== Task objective ==
Reproduce every one of the records below verbatim, line for line, without altering any wording or punctuation.

+-------+

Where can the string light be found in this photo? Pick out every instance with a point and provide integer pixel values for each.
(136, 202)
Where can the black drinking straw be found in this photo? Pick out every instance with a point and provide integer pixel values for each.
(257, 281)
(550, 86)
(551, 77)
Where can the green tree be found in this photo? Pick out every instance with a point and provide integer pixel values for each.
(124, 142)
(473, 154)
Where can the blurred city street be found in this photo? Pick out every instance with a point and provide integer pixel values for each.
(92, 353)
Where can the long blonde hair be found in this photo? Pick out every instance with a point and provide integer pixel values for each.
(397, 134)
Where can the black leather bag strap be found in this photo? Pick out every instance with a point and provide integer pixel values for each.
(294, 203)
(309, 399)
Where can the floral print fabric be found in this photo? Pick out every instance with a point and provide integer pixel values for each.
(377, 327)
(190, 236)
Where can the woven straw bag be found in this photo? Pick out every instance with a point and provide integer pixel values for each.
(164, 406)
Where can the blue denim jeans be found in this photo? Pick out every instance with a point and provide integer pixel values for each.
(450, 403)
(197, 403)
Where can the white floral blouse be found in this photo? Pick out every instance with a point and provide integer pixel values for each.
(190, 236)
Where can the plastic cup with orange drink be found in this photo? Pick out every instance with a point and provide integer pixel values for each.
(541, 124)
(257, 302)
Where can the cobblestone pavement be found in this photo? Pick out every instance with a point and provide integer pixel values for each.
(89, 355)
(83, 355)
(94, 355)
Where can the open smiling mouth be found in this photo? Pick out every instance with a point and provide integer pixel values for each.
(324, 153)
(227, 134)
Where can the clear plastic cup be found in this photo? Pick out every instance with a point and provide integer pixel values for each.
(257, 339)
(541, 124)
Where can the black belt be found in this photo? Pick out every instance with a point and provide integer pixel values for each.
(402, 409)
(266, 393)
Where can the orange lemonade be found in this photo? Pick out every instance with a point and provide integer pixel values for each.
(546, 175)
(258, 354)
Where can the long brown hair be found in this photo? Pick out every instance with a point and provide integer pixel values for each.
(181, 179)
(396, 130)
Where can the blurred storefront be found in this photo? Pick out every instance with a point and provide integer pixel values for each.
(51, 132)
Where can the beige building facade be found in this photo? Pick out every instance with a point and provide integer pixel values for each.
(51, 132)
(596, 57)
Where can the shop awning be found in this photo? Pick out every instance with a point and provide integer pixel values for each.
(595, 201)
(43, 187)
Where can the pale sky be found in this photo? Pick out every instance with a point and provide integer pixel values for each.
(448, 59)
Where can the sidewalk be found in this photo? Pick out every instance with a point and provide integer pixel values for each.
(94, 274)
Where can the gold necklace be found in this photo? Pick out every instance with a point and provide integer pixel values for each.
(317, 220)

+-------+

== Answer to this problem ==
Where can the string light be found in this photo? Pick out every instance with a point and provide integer pixel values for each.
(136, 202)
Where can the black drinking straw be found in this photo? Pick out every instance with a point and provide integer pixel values for each.
(257, 281)
(550, 86)
(551, 77)
Where can the green tree be found in this photo? Pick out every instance with a point and provide integer pixel values for each.
(124, 142)
(473, 154)
Where can the blurred city street be found in this photo? Pick out every instance with a point and provide integer pixel values for each.
(92, 353)
Where can the long blonde hair be found in this photo? Pick out every instance with a point and provide integer pixel values for each.
(397, 134)
Where can the black leather bag strap be found in this photo? Pick out every instance with a point and provide integer pixel values for each.
(294, 203)
(309, 399)
Where can the floral print fabric be found in this photo? Pick out every instance with a point and provide integer pixel values for each.
(377, 327)
(190, 236)
Where can the woven straw bag be found in this photo? Pick out every instance with a point and provide integer pixel values for each.
(164, 406)
Where can the blue denim jeans be found in this photo? Pick out every instance with a point and provide integer pixel values for each.
(450, 403)
(197, 403)
Where can the white floral blouse be found in this photo? Pick out every instance with a point and provide integer pixel values for each.
(190, 236)
Where can the plastic cup with orange drink be found in this photo? Pick out every instance with a point and provide integer pixel values for each.
(541, 124)
(257, 302)
Where can the cobblestone pavement be found in this photo? Pick out every instance with a point and provide integer pixel values for each.
(89, 355)
(83, 355)
(94, 355)
Where can the open smiling mouth be found in this photo? Pick out every instance with a point and provide integer pixel values for each.
(324, 153)
(227, 134)
Where can the clear plastic cup be found in this photo? Pick out every instance with a point and provide integer pixel values for each.
(257, 339)
(541, 124)
Where can the black belt be found in this photo? Pick out every instance with a point and provide integer pixel values for each.
(402, 409)
(266, 393)
Where can the orange lemonade be found in this photo? Pick out every instance with a point and provide integer pixel values for each.
(546, 175)
(258, 354)
Where can the long brown hair be found in this photo? Pick out every instance with a point and provide integer pixel values for each.
(181, 179)
(396, 130)
Where can the blurred storefront be found in this photo? Pick out every instance with a point and provide integer pixel values for each.
(51, 132)
Where can the beige building facade be found in this photo? Pick out every instance with a point and provide integer pixel values for each.
(51, 132)
(596, 57)
Where can the shop awning be found in this photo? Pick out every instance with a point and provide integer pixel values for each.
(595, 201)
(43, 187)
Where can the pale sky be found in this photo? Pick out every instance with a point and provide integer pixel values for each.
(448, 59)
Where can the sidewalk be found in this photo? Pick out every instance with a point and provide integer pixel values for each.
(94, 274)
Where can the gold necklace be found in this photo? Pick out every instance with a point and provide integer pixel values for each.
(317, 220)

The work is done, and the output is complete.